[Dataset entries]
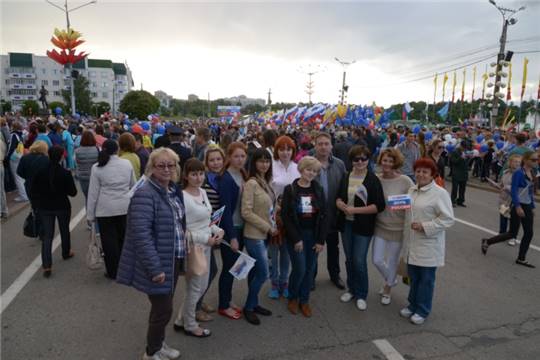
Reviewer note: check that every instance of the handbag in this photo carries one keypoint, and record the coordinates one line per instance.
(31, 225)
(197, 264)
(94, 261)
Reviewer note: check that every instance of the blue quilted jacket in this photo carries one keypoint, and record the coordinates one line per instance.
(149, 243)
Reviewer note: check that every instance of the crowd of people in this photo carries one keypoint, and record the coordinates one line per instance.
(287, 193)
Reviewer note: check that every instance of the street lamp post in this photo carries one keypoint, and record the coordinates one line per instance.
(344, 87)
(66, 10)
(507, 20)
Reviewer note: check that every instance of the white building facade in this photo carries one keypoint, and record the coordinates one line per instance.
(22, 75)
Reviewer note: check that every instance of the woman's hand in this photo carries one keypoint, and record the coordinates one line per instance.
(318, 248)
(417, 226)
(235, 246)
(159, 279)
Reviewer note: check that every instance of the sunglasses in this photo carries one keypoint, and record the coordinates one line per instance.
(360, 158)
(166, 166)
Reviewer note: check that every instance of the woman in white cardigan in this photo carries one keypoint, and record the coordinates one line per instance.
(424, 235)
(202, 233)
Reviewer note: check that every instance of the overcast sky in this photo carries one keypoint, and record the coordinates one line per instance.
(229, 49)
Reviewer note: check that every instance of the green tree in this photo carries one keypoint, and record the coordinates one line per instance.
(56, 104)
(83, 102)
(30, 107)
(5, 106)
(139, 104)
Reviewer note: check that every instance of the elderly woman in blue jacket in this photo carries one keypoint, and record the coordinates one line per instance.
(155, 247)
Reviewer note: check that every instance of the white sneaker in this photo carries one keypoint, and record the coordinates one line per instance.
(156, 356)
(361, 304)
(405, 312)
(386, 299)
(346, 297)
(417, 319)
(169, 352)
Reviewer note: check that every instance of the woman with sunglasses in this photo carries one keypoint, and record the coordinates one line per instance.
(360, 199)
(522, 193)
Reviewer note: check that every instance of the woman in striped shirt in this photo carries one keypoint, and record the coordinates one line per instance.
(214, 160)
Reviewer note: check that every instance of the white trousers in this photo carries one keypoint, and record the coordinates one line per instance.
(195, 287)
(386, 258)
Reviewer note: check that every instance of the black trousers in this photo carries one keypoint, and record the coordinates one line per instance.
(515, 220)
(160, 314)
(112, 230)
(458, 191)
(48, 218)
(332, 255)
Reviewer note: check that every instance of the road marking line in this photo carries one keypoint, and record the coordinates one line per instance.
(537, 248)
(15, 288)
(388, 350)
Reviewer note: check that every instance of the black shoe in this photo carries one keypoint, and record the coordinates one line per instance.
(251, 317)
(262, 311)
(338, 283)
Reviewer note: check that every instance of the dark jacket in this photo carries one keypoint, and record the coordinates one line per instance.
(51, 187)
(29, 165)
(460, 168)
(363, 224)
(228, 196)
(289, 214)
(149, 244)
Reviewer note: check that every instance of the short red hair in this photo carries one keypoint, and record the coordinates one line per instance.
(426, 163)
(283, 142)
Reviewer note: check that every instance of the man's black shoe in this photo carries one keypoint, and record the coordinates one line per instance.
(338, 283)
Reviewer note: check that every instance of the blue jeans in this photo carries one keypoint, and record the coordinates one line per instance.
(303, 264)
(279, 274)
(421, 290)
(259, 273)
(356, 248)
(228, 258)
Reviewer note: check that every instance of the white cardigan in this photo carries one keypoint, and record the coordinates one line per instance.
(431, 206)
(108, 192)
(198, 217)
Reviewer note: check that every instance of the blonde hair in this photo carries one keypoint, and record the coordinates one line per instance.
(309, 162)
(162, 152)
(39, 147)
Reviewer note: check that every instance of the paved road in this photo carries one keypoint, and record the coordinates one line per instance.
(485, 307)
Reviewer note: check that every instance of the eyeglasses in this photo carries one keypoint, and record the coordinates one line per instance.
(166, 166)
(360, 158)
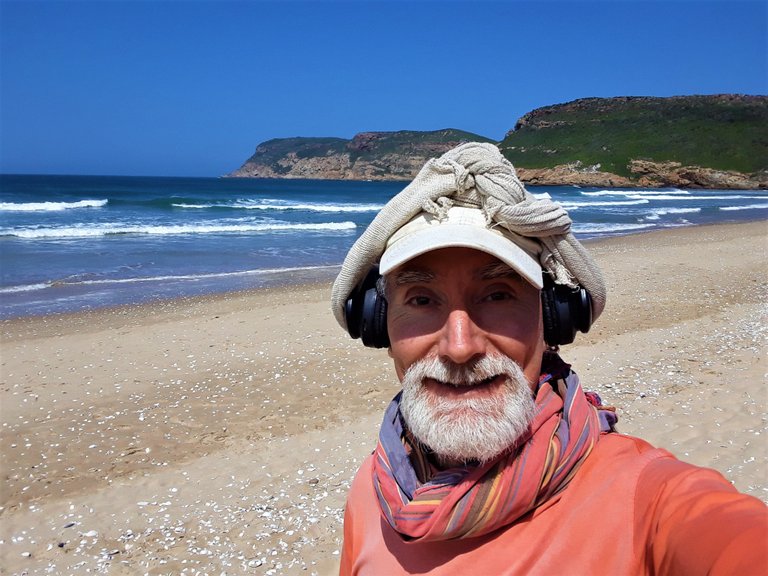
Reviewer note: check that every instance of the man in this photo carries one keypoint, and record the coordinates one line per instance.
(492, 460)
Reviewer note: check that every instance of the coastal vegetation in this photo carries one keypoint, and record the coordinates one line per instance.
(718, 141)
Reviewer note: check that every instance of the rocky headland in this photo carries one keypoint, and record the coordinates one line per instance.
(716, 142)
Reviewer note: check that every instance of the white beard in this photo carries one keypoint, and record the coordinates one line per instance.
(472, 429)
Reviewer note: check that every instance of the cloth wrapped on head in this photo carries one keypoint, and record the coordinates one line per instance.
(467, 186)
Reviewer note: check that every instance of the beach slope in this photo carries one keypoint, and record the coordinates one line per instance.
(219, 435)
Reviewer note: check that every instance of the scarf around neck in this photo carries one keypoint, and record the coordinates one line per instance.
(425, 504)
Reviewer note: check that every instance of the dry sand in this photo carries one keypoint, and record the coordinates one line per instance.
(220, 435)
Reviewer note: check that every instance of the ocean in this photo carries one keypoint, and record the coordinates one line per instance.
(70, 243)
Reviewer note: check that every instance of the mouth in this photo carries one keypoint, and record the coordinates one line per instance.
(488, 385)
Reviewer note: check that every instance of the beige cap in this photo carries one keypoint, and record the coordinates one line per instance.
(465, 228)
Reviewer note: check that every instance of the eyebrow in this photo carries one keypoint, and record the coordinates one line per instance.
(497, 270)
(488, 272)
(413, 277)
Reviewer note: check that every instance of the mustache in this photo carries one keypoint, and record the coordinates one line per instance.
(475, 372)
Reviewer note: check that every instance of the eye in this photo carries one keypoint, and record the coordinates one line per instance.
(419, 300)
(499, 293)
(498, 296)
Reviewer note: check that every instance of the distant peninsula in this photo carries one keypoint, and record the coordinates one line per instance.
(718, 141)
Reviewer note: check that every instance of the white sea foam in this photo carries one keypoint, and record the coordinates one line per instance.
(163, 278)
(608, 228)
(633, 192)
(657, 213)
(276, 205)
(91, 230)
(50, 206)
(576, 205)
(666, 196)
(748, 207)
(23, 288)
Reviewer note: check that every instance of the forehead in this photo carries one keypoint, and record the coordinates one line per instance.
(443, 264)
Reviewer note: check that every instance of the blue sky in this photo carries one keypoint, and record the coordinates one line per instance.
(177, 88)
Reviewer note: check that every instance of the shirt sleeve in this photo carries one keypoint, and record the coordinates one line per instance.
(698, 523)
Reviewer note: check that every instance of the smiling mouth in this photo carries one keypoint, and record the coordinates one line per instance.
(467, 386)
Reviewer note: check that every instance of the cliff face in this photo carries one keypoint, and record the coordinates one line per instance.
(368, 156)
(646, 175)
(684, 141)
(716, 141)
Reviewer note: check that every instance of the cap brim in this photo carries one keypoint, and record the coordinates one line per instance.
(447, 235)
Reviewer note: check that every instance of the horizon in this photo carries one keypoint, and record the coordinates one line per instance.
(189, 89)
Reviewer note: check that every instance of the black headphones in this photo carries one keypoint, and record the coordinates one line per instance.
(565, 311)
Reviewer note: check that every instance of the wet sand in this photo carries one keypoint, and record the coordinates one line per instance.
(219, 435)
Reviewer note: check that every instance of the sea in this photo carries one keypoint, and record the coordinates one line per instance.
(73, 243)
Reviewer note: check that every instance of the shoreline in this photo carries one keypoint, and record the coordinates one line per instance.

→ Exercise details
Produce an exact copy of each line of data, skipping embedded images.

→ Task response
Reviewer note: check that every instance of the handbag in this photo carries one keypoint, and record the coordinates one line per instance.
(31, 225)
(197, 264)
(94, 261)
Reviewer note: check that every instance of the blue quilted jacket in this photo carries one keypoint, and record the coordinates one line per instance.
(149, 243)
Reviewer note: check that every instance of the crowd of people in this photo carries one keypoint, and record the coordinates one line per instance.
(287, 193)
Reviewer note: check that every instance of the street lamp post in this photo carries one keypoint, and record the coordinates one line per instance.
(344, 87)
(66, 10)
(507, 20)
Reviewer note: check that every instance of the white building facade in this photo carries one keypoint, and record the coordinates one line per instance.
(22, 75)
Reviewer note: check that every instance of the woman's hand in this photo carries one keypoint, and record the coordinates one line per instance.
(318, 248)
(417, 226)
(235, 246)
(159, 279)
Reviewer note: check that every instance of the sunglasses in this photo carries one keypoint, and record the coordinates one line per instance.
(360, 158)
(166, 166)
Reviewer note: check that every instance of the woman in white cardigan in this photo carries one keypoint, and record the coordinates one line per instance.
(424, 235)
(202, 233)
Reviewer note: check that every instance of the overcast sky in this photo carries one keypoint, and record the coordinates one line per instance.
(229, 49)
Reviewer note: check that every instance of the green tree in this photo carries one keypoint, and record the coordinates one line per instance.
(56, 104)
(83, 102)
(30, 107)
(5, 106)
(139, 104)
Reviewer note: check that every instance of the elderly woman in blue jacket in this photo carries one keypoint, and record the coordinates one line per instance.
(155, 247)
Reviewer note: check that every instance of the white sneaker in this photo carries one keypoint, and record the coordinates one line per instance.
(156, 356)
(361, 304)
(405, 312)
(386, 299)
(346, 297)
(417, 319)
(169, 352)
Reviewer note: check that every instance of the woman with sunglasses in this photo carries one keypoint, and record the coordinates one line per instance.
(360, 199)
(522, 193)
Reviewer note: check that every instance of the woman in striped shirt in this photo carries one keypoint, and record the coordinates one line per instance.
(214, 160)
Reviewer note: check that every instance of the white trousers in this photo carries one keypoint, and record the coordinates one line per instance.
(195, 287)
(386, 258)
Reviewer note: check that every instance of the black trousers in this photo carries one keypoint, and record the coordinates one line per instance.
(515, 220)
(160, 314)
(112, 230)
(458, 191)
(48, 218)
(332, 255)
Reviewer note: check that every instance of the road marking line in this photo carries one keypoint, and record the coordinates one line per instance.
(537, 248)
(15, 288)
(388, 350)
Reviewer note: check that every instance of the black shoe in this photo carries one keypoint, and record the coordinates one line per instance.
(251, 317)
(262, 311)
(338, 283)
Reviewer note: check that every instance of the dark jacket in this photo carries one keypoint, and record the coordinates one line per instance.
(51, 187)
(29, 165)
(460, 168)
(363, 224)
(228, 196)
(289, 214)
(149, 244)
Reviewer note: check that every instance of the short red hair in this photo carries one keypoint, and record the coordinates one line per instance.
(426, 163)
(283, 142)
Reviewer note: check that every instance of the man's black shoe in this photo carries one keypoint, and record the coordinates one line per instance.
(338, 283)
Reviewer note: check that every instance of the blue jeans in this photo carries one keypoint, and record the coordinates one line per instance.
(303, 264)
(279, 274)
(421, 290)
(259, 273)
(356, 248)
(228, 258)
Reviewer note: check that every instance of the white cardigan in this photo carries one keypoint, and record the coordinates one line per instance.
(431, 206)
(108, 192)
(198, 217)
Reviewer note: check that every instance of the blonde hair in this photo carries one keypoint, and record the coordinates one line per instance.
(309, 162)
(162, 152)
(39, 147)
Reviewer note: check that every instance of the paved road in this photo carries one keypoint, and record the coordinates one line per instance.
(485, 307)
Reviewer note: check that every instance of the eyeglasses in this photo carries one keypoint, and record the coordinates one line per instance.
(166, 166)
(360, 158)
Reviewer note: check that every instance of the man in this photo carries one keypoint, and record the coordinates one line per instance.
(492, 460)
Reviewer note: check that every instance of the coastal vegetation in this photo carries one keypoint, and record the coordinates one line per instance.
(718, 141)
Reviewer note: check that every instance of the rocky headland in this photo carries one keypoint, and record the coordinates one line per instance.
(716, 142)
Reviewer note: check that every instance of the white beard in this photo carries one keypoint, and record the coordinates one line per instance.
(472, 429)
Reviewer note: check that every instance of the cloth wrapped on head in this photo carries one keypoint, and record the coordinates one line per instance.
(467, 186)
Reviewer note: check that every instance of the beach slope in this photo carries one keypoint, and record the coordinates one line per instance.
(219, 435)
Reviewer note: check that every instance of the scarf around neck in this photo carries one keypoint, and record the coordinates one line per instance.
(425, 504)
Reviewer note: check that every instance of the dry sand in this photo carries one keypoint, and record the coordinates one line per instance.
(220, 435)
Reviewer note: check that every instance of the ocean in this photo carries one keypoint, and record the coordinates one line per instance.
(70, 243)
Reviewer note: check that every instance of the mouth in this photo carries one keypoint, and record the coordinates one line per instance.
(488, 385)
Reviewer note: check that every instance of the beige cap in this photo carries one keypoint, and record the coordinates one line per instance.
(465, 228)
Reviewer note: check that every instance of the eyebrow in this photo carries one keypoint, and record the coordinates one line per instance.
(497, 270)
(488, 272)
(413, 277)
Reviewer note: check that every instance of the mustache in this photo carries one keypoint, and record the coordinates one line per instance.
(475, 372)
Reviewer note: check that every instance of the eye in this photo carries one keypoint, and record the coordinates one line per instance.
(419, 300)
(499, 293)
(498, 296)
Reviewer note: check that every instance of the distant peninsula in this photo carries one keypoint, and record the coordinates one line per instance.
(718, 141)
Reviewer note: check that every instance of the white sea foam in this photo carries one keypoint, and record the coordinates one line per instance.
(163, 278)
(608, 228)
(633, 192)
(657, 213)
(276, 205)
(91, 230)
(50, 206)
(576, 205)
(666, 196)
(748, 207)
(23, 288)
Reviewer note: check that every instance of the forehead in this photo carries one keypoint, and record the coordinates one line per instance.
(443, 264)
Reviewer note: check that every instance of the blue sky in this photo carries one keypoint, and record the coordinates one line per instance.
(177, 88)
Reviewer note: check that every instance of the shirt sleeve in this photo carries one keypoint, and record the coordinates one line per instance.
(698, 523)
Reviewer note: check that every instance of the smiling mouth in this photo carries one keypoint, and record the coordinates one line per instance.
(467, 386)
Reviewer note: check that every instance of the cliff face in this photo carries one keypoint, and record the coordinates one line per instance.
(368, 156)
(646, 175)
(684, 141)
(716, 141)
Reviewer note: check that every instance of the cap brim in this photo carries one keypoint, and record the coordinates one line per instance.
(447, 235)
Reviewer note: check that every instance of the horizon in this photo carries one keypoint, and record the coordinates one line per instance.
(189, 89)
Reviewer note: check that every instance of the black headphones in this photo carries one keypoint, and record the coordinates one line per instance.
(565, 311)
Reviewer note: check that every instance of the wet sand in this photo carries one keypoint, and record the coordinates one line per instance.
(219, 435)
Reviewer note: check that every instance of the sea in this photo carries one keypoint, and record the coordinates one line per instance.
(73, 243)
Reviewer note: check that every instance of the shoreline in this photo carries one keypoint, and record the coordinates one line per instance.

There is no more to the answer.